Text passage:
════════════════════

Ruler of Western Qin
- Reign: 385–388
- Successor: Qifu Gangui
- Died: 388

Full name
- Family name: Qǐfú (乞伏); Given name: Guórén (國仁);

Era name and dates
- Jiànyì (建義): 385–388

Regnal name
- Grand Commander, Grand General, Grand Chanyu, Governor of Qinzhou & Hezhou (大都督 大將軍 大單于 領秦河二州牧, 385–387) Grand Commander, Commander in charge of barbarian military affairs, Grand General, Grand Chanyu, Prince of Yuanchuan (大都督 都督雜夷諸軍事 大將軍 大單于 苑川王, 387–388)

Posthumous name
- Prince Xuānliè (宣烈王, lit. "responsible and achieving")

Temple name
- Lièzǔ (烈祖)
- House: Qifu
- Dynasty: Western Qin

= Qifu Guoren =

Qifu Guoren (乞伏國仁; died 388), also known by his posthumous name as the Prince Xuanlie of Western Qin (西秦宣烈王), was the founding monarch of the Xianbei-led Western Qin dynasty of China.

════════════════════

Provided records:
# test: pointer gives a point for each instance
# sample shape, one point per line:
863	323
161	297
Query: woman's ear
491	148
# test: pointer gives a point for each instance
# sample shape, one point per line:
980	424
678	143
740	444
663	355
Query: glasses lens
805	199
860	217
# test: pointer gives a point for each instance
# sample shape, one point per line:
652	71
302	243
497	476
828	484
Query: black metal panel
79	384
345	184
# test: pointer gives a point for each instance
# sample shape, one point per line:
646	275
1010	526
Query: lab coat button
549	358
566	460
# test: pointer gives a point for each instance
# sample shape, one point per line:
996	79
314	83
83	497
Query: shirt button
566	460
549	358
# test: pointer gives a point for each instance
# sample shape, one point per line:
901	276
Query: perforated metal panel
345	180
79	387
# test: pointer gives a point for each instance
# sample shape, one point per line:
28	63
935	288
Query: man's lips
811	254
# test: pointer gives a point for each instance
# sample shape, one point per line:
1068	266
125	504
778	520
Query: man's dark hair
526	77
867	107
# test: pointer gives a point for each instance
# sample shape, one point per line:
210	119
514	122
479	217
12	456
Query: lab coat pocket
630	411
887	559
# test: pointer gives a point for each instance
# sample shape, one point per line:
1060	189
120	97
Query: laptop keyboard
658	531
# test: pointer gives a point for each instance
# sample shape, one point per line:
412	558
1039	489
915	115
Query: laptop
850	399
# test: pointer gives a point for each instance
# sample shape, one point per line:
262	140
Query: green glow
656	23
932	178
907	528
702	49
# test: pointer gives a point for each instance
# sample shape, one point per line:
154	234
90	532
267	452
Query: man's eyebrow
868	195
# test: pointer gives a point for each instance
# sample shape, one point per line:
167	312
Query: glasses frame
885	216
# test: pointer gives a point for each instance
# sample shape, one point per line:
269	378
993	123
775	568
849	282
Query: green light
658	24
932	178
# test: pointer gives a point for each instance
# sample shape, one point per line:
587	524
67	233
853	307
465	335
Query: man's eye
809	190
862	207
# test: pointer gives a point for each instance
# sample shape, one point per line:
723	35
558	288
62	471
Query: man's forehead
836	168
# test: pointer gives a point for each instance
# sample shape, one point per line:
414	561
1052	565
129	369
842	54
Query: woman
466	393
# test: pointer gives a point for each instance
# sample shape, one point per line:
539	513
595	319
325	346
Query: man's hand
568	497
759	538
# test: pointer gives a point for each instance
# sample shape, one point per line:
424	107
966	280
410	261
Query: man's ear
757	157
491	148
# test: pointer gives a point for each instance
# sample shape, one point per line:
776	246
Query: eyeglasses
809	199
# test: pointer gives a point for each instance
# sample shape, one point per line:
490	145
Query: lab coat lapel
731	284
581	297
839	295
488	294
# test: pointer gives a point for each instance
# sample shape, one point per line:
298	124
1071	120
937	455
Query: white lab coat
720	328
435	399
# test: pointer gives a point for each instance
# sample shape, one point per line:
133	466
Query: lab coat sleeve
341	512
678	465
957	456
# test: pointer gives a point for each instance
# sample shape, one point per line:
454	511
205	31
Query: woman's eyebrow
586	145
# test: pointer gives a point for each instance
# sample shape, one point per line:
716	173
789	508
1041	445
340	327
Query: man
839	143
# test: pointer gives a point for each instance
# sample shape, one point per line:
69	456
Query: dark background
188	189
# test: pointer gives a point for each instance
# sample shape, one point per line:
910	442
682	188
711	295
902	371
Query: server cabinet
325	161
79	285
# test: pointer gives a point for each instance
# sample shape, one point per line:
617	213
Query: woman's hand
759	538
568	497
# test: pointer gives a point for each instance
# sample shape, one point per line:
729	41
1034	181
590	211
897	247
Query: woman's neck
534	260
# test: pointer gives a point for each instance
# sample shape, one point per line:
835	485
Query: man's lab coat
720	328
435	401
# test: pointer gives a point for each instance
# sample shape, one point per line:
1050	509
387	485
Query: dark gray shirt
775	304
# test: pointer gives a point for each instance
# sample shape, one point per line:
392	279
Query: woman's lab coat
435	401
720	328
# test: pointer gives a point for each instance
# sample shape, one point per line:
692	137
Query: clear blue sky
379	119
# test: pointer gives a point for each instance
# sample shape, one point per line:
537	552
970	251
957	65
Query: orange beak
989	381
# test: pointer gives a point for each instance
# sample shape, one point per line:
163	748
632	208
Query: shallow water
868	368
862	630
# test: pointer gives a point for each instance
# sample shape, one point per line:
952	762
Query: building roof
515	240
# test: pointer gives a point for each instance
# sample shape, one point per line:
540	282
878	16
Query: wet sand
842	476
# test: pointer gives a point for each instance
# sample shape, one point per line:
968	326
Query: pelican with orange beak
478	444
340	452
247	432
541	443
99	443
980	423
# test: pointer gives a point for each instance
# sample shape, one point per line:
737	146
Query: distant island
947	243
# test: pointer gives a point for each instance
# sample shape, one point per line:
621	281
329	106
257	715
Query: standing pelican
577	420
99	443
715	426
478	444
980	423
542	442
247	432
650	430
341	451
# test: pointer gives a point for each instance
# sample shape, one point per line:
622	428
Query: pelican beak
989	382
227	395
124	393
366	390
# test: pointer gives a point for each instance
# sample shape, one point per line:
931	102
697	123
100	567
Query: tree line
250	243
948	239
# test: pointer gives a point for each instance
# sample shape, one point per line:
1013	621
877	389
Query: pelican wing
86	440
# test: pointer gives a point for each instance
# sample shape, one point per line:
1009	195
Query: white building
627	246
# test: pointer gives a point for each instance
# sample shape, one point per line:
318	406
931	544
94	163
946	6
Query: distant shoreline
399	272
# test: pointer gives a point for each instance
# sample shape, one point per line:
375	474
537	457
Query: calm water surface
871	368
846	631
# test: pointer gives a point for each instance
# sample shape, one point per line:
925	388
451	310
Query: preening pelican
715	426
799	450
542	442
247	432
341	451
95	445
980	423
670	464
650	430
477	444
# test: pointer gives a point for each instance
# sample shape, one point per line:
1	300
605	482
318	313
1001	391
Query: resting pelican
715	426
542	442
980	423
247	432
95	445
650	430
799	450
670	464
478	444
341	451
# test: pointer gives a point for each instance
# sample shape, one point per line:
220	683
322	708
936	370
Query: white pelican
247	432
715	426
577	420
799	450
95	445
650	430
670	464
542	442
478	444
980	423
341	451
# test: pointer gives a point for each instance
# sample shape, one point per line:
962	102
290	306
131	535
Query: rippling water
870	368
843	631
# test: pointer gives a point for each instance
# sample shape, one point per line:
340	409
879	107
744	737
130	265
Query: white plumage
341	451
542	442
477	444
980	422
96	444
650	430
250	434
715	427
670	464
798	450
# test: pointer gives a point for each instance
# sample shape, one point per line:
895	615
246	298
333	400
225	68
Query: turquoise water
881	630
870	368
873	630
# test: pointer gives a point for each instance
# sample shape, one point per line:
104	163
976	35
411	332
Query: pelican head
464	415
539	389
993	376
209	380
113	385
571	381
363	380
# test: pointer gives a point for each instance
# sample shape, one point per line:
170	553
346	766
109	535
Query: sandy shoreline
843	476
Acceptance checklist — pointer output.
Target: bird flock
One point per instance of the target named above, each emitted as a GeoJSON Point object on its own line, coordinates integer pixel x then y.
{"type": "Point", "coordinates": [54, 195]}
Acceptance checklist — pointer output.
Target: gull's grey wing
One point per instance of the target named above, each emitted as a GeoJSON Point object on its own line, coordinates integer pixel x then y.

════════════════════

Work to complete:
1 – Count the lines in the listing that contain the string "shoreline", and give only that number.
2 – Please continue the Qifu Guoren passage from the point where it stops.
The listing has no connection to the Qifu Guoren passage.

Response list:
1 – 2

2 –
Qifu Guoren's father Qifu Sifan (乞伏司繁) was a Xianbei tribal chief in the modern southern/southwestern Gansu region who, after being defeated by the Former Qin general Wang Tong (王統), surrendered in 371 and was allowed to keep his tribe together as a Former Qin vassal. In 376, Qifu Sifan died, and Qifu Guoren succeeded him. When the Former Qin emperor Fu Jiān sought to conquer Jin Dynasty (266–420) to unite China in 383, Qifu Guoren was initially going to serve as a general in his advance troops, but at that time, Qifu Guoren's uncle Qifu Butui (乞伏步頹) rebelled, and Fu Jiān sent Qifu Guoren to put down his uncle's rebellion. Instead, Qifu Guoren and Qifu Butui joined forces, and Qifu Guoren declared that Former Qin had worn out its people and that he was establishing an independent state—although at that time he did not take any regal title or declare a new era name.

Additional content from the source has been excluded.